TU TAREA:
Escribe la continuación del texto sobre la rebeldía ante Dios a partir de su última frase.

TEXTO DEL EJERCICIO:
────────────────

A veces nos pasa que nos ponemos cabezotas y nos rebelamos contra Dios. No en plan bruto como leemos en algunas partes del Antiguo Testamento pero sí en plan “pues hala, ahora no te hago caso”, más bien como niños pequeños que se enfurruñan con sus padres porque no les dan lo que quieren en ese momento.
Y suele coincidir precisamente con que Dios no nos hace caso –o eso nos parece a nosotros- ese arrebato de enfado que nos da y que nos hace adoptar una actitud de desobediencia y rebeldía en las cosas pequeñas de cada día, pues una rebelión de mayor calado suele darse más bien si acontece un hecho muy grave y doloroso que nos sacude hasta la raíz.
A lo que yo me refiero es a cosas como “pues hala, ahora no voy a misa” o “no me da la gana hacer la visita o la oración porque Tú no me estás haciendo caso, así que yo tampoco te lo hago”. Y dejamos de hacer cosas que hacíamos por amor, más que ponernos a hacer maldades.

────────────────

REGISTROS EXTRAÍDOS:
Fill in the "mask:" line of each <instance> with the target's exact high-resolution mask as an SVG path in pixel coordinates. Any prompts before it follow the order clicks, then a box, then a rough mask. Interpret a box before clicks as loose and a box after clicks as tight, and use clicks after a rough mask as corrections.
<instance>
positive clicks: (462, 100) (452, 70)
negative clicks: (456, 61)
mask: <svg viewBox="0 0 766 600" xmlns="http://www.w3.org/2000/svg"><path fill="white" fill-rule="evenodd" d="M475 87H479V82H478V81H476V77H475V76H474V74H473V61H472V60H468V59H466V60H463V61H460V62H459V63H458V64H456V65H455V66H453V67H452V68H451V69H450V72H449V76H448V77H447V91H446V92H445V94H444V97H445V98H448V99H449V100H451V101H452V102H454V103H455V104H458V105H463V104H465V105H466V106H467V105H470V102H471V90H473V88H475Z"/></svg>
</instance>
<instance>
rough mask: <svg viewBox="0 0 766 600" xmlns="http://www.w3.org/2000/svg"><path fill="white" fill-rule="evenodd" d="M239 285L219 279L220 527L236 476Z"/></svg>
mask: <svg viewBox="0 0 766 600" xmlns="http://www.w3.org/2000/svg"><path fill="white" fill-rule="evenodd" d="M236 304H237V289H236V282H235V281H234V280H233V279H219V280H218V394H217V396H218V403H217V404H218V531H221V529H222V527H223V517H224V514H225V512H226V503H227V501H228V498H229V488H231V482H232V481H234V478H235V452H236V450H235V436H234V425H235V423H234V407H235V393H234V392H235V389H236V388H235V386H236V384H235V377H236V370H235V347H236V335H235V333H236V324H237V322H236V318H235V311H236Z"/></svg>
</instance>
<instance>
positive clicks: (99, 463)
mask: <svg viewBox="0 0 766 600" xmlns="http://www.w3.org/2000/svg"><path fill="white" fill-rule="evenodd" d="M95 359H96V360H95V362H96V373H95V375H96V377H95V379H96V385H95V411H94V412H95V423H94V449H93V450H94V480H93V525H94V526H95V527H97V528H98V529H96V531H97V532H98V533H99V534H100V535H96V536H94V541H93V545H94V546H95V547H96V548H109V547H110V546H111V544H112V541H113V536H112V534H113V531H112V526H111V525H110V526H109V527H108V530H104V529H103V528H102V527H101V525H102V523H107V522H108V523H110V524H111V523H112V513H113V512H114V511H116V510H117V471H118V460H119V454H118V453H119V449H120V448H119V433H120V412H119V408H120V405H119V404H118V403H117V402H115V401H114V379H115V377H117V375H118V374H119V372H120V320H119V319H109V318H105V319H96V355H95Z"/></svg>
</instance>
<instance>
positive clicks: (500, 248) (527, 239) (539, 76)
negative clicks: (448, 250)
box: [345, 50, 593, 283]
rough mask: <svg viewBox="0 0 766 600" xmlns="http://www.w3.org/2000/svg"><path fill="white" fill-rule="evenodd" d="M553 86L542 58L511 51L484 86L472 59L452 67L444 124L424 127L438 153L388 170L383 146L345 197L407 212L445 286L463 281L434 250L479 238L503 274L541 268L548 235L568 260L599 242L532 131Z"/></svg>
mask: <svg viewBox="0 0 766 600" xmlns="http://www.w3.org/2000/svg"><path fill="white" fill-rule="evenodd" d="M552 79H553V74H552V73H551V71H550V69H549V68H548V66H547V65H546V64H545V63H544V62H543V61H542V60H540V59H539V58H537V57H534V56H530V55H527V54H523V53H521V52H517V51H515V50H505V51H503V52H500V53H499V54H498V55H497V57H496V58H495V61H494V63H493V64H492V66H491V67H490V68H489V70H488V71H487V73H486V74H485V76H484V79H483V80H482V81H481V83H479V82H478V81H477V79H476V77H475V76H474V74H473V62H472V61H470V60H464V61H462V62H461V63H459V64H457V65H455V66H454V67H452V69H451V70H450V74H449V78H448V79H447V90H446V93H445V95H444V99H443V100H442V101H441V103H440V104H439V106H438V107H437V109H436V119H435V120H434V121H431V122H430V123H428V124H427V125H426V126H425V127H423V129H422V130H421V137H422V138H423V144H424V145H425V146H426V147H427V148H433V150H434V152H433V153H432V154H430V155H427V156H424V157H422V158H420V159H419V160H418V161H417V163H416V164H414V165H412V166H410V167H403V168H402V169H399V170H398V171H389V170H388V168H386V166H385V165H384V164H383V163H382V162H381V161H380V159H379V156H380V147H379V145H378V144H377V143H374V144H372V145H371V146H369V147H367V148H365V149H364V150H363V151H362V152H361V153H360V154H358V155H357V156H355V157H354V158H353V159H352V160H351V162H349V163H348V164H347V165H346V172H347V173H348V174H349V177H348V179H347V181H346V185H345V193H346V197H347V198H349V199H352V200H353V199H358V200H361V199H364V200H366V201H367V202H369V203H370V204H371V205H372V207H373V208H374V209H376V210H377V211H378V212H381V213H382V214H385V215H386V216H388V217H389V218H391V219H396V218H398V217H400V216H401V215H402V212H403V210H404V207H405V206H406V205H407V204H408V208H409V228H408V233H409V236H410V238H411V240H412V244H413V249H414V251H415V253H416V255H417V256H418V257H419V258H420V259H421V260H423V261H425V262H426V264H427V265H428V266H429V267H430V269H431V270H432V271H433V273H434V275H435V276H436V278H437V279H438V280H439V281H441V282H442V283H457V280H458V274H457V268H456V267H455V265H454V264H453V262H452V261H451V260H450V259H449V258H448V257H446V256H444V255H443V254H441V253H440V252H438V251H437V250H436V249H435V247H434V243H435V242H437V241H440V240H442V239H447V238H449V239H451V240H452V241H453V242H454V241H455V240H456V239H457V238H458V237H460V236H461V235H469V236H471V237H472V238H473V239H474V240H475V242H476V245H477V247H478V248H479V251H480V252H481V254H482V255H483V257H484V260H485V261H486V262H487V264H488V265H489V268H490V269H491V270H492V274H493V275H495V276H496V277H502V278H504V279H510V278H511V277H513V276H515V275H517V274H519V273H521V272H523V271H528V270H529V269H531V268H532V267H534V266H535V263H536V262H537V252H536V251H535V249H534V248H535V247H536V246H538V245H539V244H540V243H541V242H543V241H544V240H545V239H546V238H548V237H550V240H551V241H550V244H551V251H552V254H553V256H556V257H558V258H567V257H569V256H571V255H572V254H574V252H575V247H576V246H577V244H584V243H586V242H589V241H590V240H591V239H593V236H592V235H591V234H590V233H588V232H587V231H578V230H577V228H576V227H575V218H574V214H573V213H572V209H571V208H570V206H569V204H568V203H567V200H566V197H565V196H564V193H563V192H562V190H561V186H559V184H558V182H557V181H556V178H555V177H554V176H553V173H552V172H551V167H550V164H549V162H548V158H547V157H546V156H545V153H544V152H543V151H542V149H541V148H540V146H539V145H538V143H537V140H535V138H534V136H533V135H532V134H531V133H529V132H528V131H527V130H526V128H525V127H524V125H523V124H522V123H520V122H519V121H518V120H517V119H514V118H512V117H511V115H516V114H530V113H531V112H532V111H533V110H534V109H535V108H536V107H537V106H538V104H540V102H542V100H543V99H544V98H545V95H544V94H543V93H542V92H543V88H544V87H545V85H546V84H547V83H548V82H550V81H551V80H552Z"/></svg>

────────────────

RESPUESTA:
Y así se nos va enfriando el alma poco a poco y sin darnos cuenta nuestro corazón se va volviendo seco y árido, deja de estar encendido y vibrante para las cosas de Dios y se va centrando en nuestras cosas, en nuestro yo. Y lo que al principio de ese enfado con Dios nos parecía que era ejercer nuestra libertad, hacer o dejar de hacer lo que nos daba la real gana y nos hacía sentir muy bien, empieza a ponernos arena en el corazón y a producirnos una sensación de insatisfacción y apatía.
Si seguimos por ese camino, a medida que pasan los días nos vemos con más tiempo para nosotros –ya no lo dedicamos a rezar- que no sabemos cómo ocupar porque eso que empezamos a hacer con mucha satisfacción y en lo que nos regodeábamos como diciéndole al Señor “mira, en vez de estar en misa estoy leyendo y no pasa nada”, ahora nos da igual o incluso nos aburre. El alma se nos está secando y, como cuando una herida empieza a cicatrizar, nos tira y nos pica y sentimos cierta desazón que no nos deja estar a gusto.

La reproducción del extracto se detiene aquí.